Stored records
────

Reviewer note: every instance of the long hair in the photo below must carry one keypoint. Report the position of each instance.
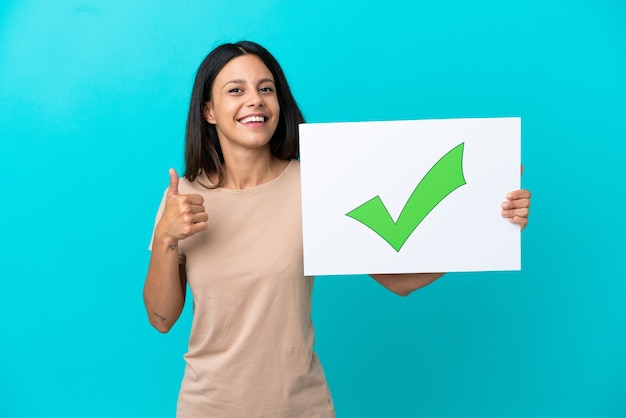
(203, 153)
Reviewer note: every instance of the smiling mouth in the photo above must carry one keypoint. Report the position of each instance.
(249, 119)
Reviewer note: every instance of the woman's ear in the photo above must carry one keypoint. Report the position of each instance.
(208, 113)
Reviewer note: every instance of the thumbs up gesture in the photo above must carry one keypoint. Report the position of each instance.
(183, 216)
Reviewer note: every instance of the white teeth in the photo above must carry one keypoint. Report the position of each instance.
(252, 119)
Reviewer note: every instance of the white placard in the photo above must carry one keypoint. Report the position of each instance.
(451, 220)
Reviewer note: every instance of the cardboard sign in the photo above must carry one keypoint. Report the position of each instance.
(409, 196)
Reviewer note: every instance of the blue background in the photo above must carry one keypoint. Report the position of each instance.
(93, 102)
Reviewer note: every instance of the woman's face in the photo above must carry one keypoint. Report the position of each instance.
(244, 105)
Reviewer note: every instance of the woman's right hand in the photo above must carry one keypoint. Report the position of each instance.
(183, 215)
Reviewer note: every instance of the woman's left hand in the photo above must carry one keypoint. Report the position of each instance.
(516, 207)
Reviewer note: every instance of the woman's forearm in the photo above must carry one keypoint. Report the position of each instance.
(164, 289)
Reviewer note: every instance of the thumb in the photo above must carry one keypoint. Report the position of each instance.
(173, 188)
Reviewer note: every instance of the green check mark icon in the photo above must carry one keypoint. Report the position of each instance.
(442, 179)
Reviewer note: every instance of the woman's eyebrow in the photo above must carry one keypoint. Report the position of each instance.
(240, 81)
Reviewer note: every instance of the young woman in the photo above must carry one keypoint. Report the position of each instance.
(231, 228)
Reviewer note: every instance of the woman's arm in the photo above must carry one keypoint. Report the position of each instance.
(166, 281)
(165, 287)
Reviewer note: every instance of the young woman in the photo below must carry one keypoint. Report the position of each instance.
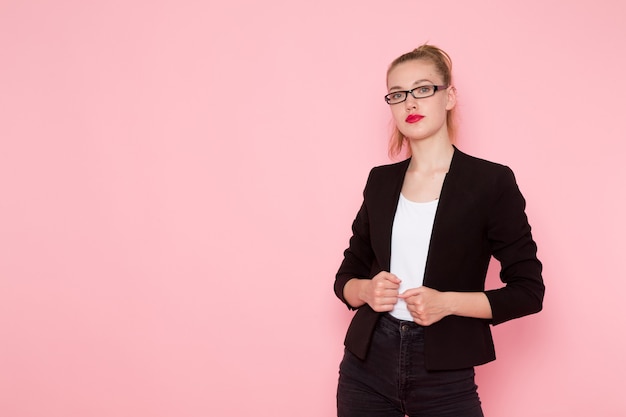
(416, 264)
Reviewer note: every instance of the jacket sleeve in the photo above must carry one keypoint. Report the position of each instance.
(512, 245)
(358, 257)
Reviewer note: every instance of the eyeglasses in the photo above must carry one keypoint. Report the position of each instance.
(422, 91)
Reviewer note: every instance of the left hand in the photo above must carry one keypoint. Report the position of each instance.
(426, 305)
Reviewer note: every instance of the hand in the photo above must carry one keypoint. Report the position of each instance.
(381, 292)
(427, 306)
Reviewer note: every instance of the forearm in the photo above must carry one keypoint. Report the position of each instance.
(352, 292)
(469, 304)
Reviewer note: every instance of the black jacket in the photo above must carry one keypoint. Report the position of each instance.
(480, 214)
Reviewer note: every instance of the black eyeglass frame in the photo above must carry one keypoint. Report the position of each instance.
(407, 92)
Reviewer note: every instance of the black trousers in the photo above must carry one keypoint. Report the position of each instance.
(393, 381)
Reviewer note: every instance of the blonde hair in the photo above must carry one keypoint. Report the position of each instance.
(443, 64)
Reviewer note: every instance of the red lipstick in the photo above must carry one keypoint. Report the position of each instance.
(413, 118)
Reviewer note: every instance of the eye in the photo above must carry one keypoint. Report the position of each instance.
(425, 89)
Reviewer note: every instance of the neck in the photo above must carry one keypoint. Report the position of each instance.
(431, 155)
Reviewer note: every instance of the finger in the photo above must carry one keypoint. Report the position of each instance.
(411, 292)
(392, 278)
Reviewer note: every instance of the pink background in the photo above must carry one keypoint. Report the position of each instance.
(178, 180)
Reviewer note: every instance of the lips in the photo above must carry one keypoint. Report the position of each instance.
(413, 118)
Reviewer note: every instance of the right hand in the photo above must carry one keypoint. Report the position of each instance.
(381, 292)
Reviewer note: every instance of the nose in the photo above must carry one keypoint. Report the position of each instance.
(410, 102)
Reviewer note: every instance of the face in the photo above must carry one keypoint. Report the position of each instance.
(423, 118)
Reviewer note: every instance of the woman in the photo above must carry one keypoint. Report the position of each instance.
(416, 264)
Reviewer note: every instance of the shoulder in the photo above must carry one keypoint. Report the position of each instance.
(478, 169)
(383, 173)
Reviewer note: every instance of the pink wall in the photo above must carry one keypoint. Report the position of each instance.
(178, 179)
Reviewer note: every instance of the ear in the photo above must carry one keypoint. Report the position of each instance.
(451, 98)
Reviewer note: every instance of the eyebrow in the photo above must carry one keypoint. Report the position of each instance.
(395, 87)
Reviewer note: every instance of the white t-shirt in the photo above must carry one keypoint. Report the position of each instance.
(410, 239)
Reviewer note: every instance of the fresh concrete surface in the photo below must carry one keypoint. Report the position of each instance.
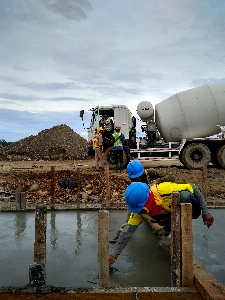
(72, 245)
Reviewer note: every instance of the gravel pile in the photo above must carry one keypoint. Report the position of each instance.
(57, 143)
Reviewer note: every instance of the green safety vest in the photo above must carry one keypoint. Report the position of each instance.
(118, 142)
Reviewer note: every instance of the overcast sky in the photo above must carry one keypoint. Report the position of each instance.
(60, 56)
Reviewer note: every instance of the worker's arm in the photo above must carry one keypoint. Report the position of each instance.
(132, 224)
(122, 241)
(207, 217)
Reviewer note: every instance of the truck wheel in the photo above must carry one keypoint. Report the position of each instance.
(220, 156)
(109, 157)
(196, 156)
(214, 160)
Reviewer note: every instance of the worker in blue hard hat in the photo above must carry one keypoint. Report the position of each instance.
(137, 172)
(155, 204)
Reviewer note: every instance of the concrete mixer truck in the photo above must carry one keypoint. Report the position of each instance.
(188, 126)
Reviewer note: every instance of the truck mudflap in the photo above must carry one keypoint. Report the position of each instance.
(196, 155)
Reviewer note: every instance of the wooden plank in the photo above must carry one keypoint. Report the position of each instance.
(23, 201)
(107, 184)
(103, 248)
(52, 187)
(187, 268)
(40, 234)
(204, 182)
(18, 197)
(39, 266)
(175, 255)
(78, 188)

────

▸ EXERCISE REQUIREMENTS
Here the job is to print the data above exactly, except for any pictures.

▸ THE ANSWER
Reviewer note: every instance of the long hair in the photo below must carry one keypoint. Report the position of each instance.
(203, 153)
Reviewer note: every instance of the smiling mouth in the photo above must carry one keypoint. Report the position of each instance.
(249, 119)
Reviewer note: every instance of the woman's ear in the photo above must carry one keypoint. Report the position of each instance.
(208, 113)
Reviewer note: every instance of the thumbs up gesture in the photo above must carry one keypoint. Report the position of each instance.
(183, 216)
Reviewer note: every instance of the white teeth in the photo above must carry one keypoint. Report the position of each instance.
(252, 119)
Reviewer note: every instance of the white placard in the photo above must carry one keypoint. Report the position of each instance.
(451, 220)
Reviewer note: every instance of the cardboard sign in the photo above must carry one keypoint. Report the position of each instance.
(409, 196)
Reviewer note: every instance of the blue background in the photo above must carry one keypoint. Report the position of each instance.
(93, 102)
Reviewer note: every instance of the woman's face in the photo above must carry one keypoint. Report the position of each instance.
(244, 105)
Reviewer note: every instance of the woman's right hand in the photo above must carry one keypoint. Report the position of each instance.
(183, 215)
Reviewer note: every instance of the woman's left hand in the photo above must carry one keypoint. Report the position of each instance.
(516, 207)
Reviewer note: every instance of the woman's forearm in the photo above must carry one keypoint. Report the position of each instance.
(164, 289)
Reviewer note: every instance of the thumb in the photo above must carry one keypoint. Report the position of each instance.
(173, 188)
Reviewer note: every instance of the green check mark icon in the photo above must carry one keypoint. Report the position of each instance.
(442, 179)
Reviewer note: every instance of the woman's eyebrow in the photo above must carry one keypoint. Report the position of each instance.
(240, 81)
Reviewer note: every instance of the young woman in the photo above must carry one keypoint. Report the position of each instance.
(231, 228)
Reviewer note: every instance of the woman's arm in the photo above must carry one keypoint. Report the position of each instance.
(166, 281)
(165, 287)
Reviewer note: every instance of the young woman in the photo below must carry one keypoint. Report the position of each instance.
(416, 264)
Reviewer note: every instance of the jacket sleeve in the photo above must carry one keypoint. Report the position of each instance.
(512, 245)
(358, 257)
Reviewer note: every instance of the eyeglasses in the photo above must carry one keypoint. Report the position of each instance.
(422, 91)
Reviewer note: every instance of the left hand in the photo above must carry one keypoint. Report the position of each instance.
(426, 305)
Reviewer note: every instance of the hand in the photo above must carry one keypoint. Report the position of each instance.
(381, 292)
(427, 306)
Reviewer note: every instance of the forearm in the photo above must carry one keypoint. Report the position of each instance.
(352, 292)
(469, 304)
Reviewer note: every instance of the black jacket in the photo above must carry one keypoint. Report the position of each instance.
(480, 214)
Reviewer note: every instance of the black eyeglass frame in the photo above must carry one keypoint. Report the position of each instance.
(407, 92)
Reviewer note: every instance of the black trousers in the photo above must carry one keypoint. Report the position of each instance.
(393, 381)
Reviewer note: every instance of the blonde hair in the photo above must carry one keypoint. Report the position of each instance.
(443, 64)
Reviewer note: every instance of the red lipstick in the photo above must carry one keypoint. Report the position of each instance.
(413, 118)
Reviewer note: every instance of the eye in the photo above must carry one keypoint. Report the position of each instance.
(425, 89)
Reviewer note: every instance of the neck in the photo above must carry one keypoint. Report the position of each instance.
(431, 155)
Reviewer note: every instance of the finger in the photo above must carry one keypoint. Report the position of each instance.
(411, 292)
(392, 278)
Reviewer note: every instance of the pink background in the photo above must carry one keypoint. Report the position of each instance.
(178, 180)
Reviewer note: every instance of the lips in the photo above must carry one keypoint. Report the position of each instance.
(413, 118)
Reviewer note: every instance of the right hand in the photo above must carry one keypoint. Report the position of each instance.
(381, 292)
Reviewer note: every instance of the nose in the photo above must carry one keypoint. Report the position of each instance.
(410, 102)
Reviewer note: every instance of the face in the photo above must carry one keypoint. Report the position of each instance.
(423, 118)
Reviewer note: every instance of the woman in the photo above must carry one keypoint. Report the position of each instance.
(416, 264)
Reviewer note: every instance of the shoulder in the photo above must carry one keypoint. Report the position of each instance.
(478, 169)
(383, 173)
Reviewer note: every instance of the pink wall in the photo above must carry one keypoint. Report the position of each instance.
(178, 179)
Reviewer note: every instance of the ear in the photo above must carry one keypoint. Report the position of each instance.
(451, 98)
Reviewer note: every instance of the eyebrow in the photo above must carry one keypoint. Report the position of each instance.
(395, 87)
Reviewer note: every instance of the white t-shirt in the photo above must carry one keypoint. Report the position of each instance.
(410, 239)
Reviewer note: every instance of the fresh concrete surface in the photo below must carry one keypoint. Report the position of each instance.
(72, 245)
Reviewer note: every instance of the gravel pile in the photo above must carry one keypoint. Report the position of each instance.
(57, 143)
Reviewer note: every instance of the green safety vest in the photo above must carry one keypoint. Report the position of each instance.
(118, 142)
Reviewer note: every instance of the overcast sky in the photo above must carry one keypoint. Report the position of each instance.
(60, 56)
Reviewer note: every instance of the worker's arm in the photo above must carry one keypoint. Report the position of each instance.
(132, 224)
(122, 241)
(207, 217)
Reviewer note: every instance of the truck wheel in the photo above must carry one keypoint. Report the position of each instance.
(220, 156)
(109, 157)
(196, 156)
(214, 160)
Reviewer note: every instance of the worker in blue hard hat in the photo above must carry one keypoint. Report the position of each instance.
(137, 172)
(155, 204)
Reviewer note: every instance of the concrete mixer truck in the photo above must carry one keypoint. Report the position of each instance.
(188, 126)
Reviewer note: every instance of the truck mudflap in the photo above must carry one keypoint. Report the position of each instance.
(196, 155)
Reviewer note: every instance of the wooden plank in the photo above must carry one keypoint. Report the position of each instance.
(23, 201)
(107, 184)
(103, 248)
(52, 187)
(187, 268)
(40, 234)
(204, 182)
(18, 197)
(39, 266)
(175, 255)
(78, 188)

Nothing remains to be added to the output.